_SELECTED EXTRACT_
>> start

Composition functions can be nested for even more complex scenarios:

(schema/defschema :advanced-user
  {:profile (schema/any-of
             ;; Simple user (just basic info)
             :user-basic
             ;; Complete user (basic + contact + permissions)  
             (schema/all-of :user-basic :user-contact :user-permissions)
             ;; Admin user (basic + contact + permissions + special fields)
             (schema/all-of :user-basic 
                           :user-contact 
                           :user-permissions
                           {:admin-level int?
                            :last-admin-action string?}))
   :account-type (schema/one-of :basic :premium :admin)
   :created-at string?})

Composition Error Handling

When using composed schemas, errors are reported with clear field paths:

(schema/explain-validation 
  {:user-data {:id 123  ; missing name, email, permissions
               :phone "+1-555-1234"}
   :registration-date "2024-01-01"}
  :complete-user)

; Will show errors like:
; {:field "user-data" :error "None of the schemas in any-of matched"}
; Or for all-of:
; {:field "user-data.name" :error "Field is missing"}
; {:field "user-data.email" :error "Field is missing"}
; {:field "user-data.role" :error "Field is missing"}

Complex Structures

Nested Maps

(schema/defschema :order-schema
  {:order-id string?
   :customer {:id int?
              :name string?
              :email string?
              :address {:street string?
                       :city string?
                       :zip-code string?
                       :country string?}}
   :total double?
   :status (schema/one-of :pending :confirmed :shipped)})

;; Validation
(schema/validate-message 
  {:order-id "ORD-001"
   :customer {:id 123
              :name "John Doe"
              :email "john@example.com"
              :address {:street "123 Main St"
                       :city "New York"
                       :zip-code "10001"
                       :country "USA"}}
   :total 99.99
   :status :pending}
  :order-schema) ; => true

Error Paths for Nested Structures

When validation fails in nested structures, you get precise error paths:

(schema/explain-validation 
  {:order-id "ORD-001"

>> end

_SUPPLIED ENTRIES_
>> start

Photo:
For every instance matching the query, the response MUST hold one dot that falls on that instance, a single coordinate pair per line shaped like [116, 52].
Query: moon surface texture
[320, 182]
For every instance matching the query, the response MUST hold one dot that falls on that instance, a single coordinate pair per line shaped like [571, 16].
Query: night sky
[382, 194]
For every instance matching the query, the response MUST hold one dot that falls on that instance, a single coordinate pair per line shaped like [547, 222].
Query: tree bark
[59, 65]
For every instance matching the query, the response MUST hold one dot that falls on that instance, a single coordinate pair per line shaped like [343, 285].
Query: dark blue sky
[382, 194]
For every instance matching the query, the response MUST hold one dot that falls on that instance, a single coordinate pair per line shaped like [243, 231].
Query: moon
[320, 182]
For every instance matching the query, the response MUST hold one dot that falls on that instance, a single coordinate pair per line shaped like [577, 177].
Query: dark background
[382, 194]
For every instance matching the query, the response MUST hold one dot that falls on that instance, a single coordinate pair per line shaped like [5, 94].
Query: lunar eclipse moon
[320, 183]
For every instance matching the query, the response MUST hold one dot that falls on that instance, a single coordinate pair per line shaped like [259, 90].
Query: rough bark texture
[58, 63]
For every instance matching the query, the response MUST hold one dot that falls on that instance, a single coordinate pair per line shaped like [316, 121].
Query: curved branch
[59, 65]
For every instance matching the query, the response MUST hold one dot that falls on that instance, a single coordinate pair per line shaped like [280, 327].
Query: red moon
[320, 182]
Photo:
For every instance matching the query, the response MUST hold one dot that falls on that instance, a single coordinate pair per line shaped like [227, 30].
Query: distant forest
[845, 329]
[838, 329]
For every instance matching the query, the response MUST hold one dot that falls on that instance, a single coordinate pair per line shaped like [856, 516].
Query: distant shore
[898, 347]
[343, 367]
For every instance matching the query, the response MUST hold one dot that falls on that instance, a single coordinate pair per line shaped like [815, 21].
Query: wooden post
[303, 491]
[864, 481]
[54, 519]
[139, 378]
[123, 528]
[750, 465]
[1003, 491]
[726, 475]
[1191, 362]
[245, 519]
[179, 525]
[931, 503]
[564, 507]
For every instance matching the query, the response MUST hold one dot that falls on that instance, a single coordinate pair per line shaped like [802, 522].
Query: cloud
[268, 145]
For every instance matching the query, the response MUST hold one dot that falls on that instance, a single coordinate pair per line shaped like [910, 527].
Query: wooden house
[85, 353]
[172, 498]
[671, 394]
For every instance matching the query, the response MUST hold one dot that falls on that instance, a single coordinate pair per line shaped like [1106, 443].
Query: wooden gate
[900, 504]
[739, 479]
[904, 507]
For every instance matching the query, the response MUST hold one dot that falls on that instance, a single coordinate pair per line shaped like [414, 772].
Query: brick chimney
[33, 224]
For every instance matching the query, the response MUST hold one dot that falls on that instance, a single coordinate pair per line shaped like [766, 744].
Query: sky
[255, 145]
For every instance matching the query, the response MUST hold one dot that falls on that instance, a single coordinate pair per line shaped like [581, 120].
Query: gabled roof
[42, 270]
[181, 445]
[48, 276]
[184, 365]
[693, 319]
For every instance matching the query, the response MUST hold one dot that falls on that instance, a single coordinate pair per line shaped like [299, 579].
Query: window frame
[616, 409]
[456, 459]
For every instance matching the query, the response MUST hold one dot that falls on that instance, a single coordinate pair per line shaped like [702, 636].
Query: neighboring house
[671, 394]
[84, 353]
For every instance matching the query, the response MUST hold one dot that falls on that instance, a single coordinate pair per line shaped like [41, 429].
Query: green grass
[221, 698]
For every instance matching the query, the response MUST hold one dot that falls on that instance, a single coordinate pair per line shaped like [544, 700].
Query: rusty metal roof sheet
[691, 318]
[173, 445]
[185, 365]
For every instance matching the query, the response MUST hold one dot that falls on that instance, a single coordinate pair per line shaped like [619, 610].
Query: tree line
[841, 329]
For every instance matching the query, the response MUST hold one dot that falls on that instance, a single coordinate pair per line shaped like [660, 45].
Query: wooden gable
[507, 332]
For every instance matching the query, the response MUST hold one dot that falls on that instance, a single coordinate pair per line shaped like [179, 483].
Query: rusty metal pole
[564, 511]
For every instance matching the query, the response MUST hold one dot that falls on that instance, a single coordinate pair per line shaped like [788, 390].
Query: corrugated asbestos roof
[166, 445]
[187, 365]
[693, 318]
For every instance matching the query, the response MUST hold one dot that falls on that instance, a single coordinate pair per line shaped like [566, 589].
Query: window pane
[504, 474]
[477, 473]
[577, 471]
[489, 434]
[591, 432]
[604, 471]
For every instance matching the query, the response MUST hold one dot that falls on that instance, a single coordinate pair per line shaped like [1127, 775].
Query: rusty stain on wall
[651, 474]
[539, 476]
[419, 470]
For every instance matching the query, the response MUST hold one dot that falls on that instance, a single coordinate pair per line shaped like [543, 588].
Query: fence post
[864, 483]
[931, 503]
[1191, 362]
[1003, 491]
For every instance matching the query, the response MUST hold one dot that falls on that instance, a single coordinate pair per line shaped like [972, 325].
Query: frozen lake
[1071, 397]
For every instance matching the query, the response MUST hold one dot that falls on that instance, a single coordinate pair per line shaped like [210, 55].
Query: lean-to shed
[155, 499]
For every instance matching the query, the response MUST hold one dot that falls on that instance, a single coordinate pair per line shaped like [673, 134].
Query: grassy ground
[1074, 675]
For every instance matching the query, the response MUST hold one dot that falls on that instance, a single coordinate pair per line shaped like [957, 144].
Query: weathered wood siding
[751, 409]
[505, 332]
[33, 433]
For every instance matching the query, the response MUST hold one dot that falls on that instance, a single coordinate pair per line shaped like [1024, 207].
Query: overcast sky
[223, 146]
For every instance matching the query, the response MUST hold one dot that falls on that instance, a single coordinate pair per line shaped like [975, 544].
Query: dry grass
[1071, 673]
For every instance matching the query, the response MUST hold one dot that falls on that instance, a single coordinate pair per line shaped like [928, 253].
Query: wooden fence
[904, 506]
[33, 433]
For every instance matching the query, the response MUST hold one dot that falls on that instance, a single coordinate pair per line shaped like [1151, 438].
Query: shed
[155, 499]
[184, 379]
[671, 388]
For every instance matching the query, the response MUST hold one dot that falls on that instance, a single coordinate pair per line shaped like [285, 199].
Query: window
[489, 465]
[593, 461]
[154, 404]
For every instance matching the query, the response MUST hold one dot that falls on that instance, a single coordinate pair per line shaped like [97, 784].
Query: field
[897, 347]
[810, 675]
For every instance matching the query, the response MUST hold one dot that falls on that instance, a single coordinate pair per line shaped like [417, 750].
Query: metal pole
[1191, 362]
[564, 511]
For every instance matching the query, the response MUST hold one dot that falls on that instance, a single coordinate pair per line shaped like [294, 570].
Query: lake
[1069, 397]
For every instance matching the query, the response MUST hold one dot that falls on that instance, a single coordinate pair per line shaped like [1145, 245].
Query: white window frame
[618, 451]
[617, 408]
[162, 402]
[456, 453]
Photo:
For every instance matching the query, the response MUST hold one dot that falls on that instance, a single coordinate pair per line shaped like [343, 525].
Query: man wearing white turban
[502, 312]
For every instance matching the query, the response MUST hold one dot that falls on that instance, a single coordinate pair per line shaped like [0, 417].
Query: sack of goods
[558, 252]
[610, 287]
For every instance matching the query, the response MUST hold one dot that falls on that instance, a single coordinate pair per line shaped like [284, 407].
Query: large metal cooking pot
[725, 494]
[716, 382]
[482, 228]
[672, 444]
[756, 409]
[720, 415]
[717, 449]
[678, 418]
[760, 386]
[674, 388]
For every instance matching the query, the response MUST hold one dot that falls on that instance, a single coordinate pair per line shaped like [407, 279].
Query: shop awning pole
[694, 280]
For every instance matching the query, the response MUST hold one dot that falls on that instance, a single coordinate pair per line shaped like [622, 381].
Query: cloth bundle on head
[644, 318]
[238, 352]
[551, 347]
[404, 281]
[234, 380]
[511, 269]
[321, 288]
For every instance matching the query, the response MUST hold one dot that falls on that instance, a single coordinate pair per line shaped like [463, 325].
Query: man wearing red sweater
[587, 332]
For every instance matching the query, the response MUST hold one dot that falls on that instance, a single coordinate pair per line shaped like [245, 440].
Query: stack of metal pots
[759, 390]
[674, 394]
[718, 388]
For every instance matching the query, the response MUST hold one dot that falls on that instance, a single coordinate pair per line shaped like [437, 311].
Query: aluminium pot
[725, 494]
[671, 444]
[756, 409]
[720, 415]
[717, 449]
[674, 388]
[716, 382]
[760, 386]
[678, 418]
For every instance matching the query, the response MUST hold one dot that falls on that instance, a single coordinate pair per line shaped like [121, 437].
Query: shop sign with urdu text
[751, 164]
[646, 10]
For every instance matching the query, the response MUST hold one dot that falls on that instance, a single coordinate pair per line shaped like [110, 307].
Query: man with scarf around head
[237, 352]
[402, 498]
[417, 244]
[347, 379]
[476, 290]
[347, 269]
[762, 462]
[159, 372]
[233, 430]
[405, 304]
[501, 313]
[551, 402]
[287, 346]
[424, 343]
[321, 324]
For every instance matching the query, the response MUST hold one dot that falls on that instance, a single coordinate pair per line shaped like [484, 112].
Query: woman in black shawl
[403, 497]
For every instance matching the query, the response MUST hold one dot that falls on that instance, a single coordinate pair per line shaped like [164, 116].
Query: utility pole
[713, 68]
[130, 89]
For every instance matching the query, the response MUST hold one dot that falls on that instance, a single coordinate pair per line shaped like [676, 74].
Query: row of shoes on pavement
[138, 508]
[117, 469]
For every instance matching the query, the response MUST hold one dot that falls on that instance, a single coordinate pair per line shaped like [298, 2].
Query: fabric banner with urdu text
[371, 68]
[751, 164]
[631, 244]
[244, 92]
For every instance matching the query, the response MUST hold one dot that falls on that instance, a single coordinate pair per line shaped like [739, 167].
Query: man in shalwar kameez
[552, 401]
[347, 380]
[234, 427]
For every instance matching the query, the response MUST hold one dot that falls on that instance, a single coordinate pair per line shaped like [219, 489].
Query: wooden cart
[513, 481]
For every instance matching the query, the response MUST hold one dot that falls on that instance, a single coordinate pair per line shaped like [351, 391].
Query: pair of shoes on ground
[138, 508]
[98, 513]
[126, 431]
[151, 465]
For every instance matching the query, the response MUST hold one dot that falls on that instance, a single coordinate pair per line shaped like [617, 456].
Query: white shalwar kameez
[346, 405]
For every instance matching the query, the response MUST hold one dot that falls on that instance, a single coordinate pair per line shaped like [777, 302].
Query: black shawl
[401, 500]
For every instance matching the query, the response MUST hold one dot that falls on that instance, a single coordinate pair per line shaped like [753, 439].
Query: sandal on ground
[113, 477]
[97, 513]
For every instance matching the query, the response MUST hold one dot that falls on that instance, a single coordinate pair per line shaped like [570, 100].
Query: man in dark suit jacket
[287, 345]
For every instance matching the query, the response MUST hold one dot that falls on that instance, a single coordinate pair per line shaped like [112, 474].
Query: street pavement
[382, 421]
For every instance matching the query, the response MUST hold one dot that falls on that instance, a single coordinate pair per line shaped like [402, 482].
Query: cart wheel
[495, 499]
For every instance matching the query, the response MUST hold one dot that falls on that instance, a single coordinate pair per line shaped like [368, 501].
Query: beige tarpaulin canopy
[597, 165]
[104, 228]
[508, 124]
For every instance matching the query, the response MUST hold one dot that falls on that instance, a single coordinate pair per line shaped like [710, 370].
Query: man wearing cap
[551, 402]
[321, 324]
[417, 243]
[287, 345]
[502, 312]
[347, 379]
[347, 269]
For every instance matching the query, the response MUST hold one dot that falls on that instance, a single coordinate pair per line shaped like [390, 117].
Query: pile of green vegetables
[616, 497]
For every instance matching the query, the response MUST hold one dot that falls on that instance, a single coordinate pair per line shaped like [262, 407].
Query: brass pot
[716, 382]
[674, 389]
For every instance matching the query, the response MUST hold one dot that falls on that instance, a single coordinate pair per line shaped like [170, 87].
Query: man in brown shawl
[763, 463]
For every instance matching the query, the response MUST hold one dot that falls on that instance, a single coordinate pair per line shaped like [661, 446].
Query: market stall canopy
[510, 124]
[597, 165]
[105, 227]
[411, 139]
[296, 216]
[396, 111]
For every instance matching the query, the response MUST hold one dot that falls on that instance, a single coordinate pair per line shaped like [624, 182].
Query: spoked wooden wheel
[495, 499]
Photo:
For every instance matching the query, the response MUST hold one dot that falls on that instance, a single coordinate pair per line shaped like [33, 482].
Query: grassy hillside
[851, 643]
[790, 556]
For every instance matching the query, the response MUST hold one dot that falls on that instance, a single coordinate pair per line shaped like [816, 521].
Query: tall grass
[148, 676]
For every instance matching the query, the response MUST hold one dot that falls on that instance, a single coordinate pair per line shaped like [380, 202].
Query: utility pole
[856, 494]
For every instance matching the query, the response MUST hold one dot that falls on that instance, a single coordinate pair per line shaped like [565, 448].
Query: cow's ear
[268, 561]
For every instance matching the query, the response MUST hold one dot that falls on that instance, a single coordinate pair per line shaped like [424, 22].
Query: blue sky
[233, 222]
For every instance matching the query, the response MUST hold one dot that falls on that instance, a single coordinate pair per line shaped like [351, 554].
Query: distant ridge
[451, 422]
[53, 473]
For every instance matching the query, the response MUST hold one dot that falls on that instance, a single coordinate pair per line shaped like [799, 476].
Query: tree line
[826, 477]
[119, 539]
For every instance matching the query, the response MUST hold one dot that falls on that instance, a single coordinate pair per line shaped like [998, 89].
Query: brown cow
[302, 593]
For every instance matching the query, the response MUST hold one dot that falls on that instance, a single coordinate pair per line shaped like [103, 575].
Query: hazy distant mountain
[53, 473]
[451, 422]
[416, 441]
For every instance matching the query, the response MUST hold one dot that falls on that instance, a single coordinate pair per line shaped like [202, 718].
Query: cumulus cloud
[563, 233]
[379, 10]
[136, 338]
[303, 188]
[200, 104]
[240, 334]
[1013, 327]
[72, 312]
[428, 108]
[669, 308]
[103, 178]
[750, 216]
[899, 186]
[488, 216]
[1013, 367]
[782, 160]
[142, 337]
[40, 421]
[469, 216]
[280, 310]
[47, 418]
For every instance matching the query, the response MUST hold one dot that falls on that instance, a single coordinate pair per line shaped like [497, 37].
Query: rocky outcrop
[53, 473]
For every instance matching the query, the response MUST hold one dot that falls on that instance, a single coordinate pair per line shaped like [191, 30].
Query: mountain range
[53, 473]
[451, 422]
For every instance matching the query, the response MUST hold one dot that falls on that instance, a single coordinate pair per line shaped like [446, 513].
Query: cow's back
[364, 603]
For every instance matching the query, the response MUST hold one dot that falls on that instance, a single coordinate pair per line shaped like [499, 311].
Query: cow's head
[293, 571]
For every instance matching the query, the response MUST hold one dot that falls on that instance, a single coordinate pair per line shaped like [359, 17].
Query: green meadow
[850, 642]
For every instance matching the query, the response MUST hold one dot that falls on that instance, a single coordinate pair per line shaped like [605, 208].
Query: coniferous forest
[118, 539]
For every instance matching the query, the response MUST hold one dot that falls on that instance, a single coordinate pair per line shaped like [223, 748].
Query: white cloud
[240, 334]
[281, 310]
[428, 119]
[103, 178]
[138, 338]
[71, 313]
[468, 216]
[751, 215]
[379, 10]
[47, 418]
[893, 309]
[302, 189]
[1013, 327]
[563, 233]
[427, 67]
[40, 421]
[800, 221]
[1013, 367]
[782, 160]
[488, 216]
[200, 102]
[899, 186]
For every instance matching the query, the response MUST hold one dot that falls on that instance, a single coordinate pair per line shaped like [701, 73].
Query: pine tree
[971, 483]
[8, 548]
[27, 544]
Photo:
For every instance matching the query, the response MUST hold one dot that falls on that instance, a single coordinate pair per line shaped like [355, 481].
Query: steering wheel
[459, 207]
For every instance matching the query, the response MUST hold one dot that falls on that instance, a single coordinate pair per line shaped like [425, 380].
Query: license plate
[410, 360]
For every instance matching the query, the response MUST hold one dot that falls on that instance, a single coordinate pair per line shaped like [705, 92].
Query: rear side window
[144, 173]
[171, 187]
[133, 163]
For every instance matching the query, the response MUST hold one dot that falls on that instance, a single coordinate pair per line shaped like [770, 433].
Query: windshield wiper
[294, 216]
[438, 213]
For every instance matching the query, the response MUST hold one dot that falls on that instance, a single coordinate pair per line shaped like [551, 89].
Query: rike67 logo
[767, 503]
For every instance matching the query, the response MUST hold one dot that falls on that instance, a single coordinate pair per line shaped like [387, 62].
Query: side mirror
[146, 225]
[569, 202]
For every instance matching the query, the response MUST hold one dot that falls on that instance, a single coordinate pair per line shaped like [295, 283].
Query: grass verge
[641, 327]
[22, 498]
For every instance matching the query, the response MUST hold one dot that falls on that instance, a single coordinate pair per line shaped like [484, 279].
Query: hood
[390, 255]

>> end

_GIVEN REQUEST 1_
List the keys defined in the :address map of :order-schema in the schema documentation.
_GIVEN REQUEST 2_
Please answer these from the schema documentation, one line each:
(a) What three values does :account-type allow in :advanced-user?
(b) What is the :total in the order validation example?
(c) What error message is given for the field "user-data.email"?
_GIVEN REQUEST 3_
Write the next part of the schema documentation, picking up after its last line.
The data has no connection to the schema documentation.

_RESULT 1_
:street, :city, :zip-code, :country

_RESULT 2_
(a) :basic, :premium and :admin
(b) 99.99
(c) "Field is missing"

_RESULT 3_
   :customer {:id "invalid"        ; error here
              :name "John"
              :address {:street "123 Main St"
                       :city "New York"
                       ; zip-code missing  ; error here
                       :country "USA"}}
   :total 99.99}
  :order-schema)

; Errors will show:
; - "customer.id" - Field validation failed
; - "customer.address.zip-code" - Field is missing

Collections

Arrays of Objects

(schema/defschema :cart-schema
  {:cart-id string?
   :items [{:product-id int?      ; Each item must have these fields
            :name string?
            :price double?
            :quantity int?}]
   :total double?})

;; Validation
(schema/validate-message 
  {:cart-id "cart-123"
   :items [{:product-id 1 :name "Book" :price 29.99 :quantity 2}
           {:product-id 2 :name "Pen" :price 5.99 :quantity 1}]
   :total 65.97}
  :cart-schema) ; => true

Arrays of Simple Types

(schema/defschema :user-schema
  {:user-id int?
   :name string?
   :tags [string?]        ; Array of strings
   :scores [double?]      ; Array of doubles
   :active boolean?})

;; Validation
(schema/validate-message 
  {:user-id 123
   :name "Alice"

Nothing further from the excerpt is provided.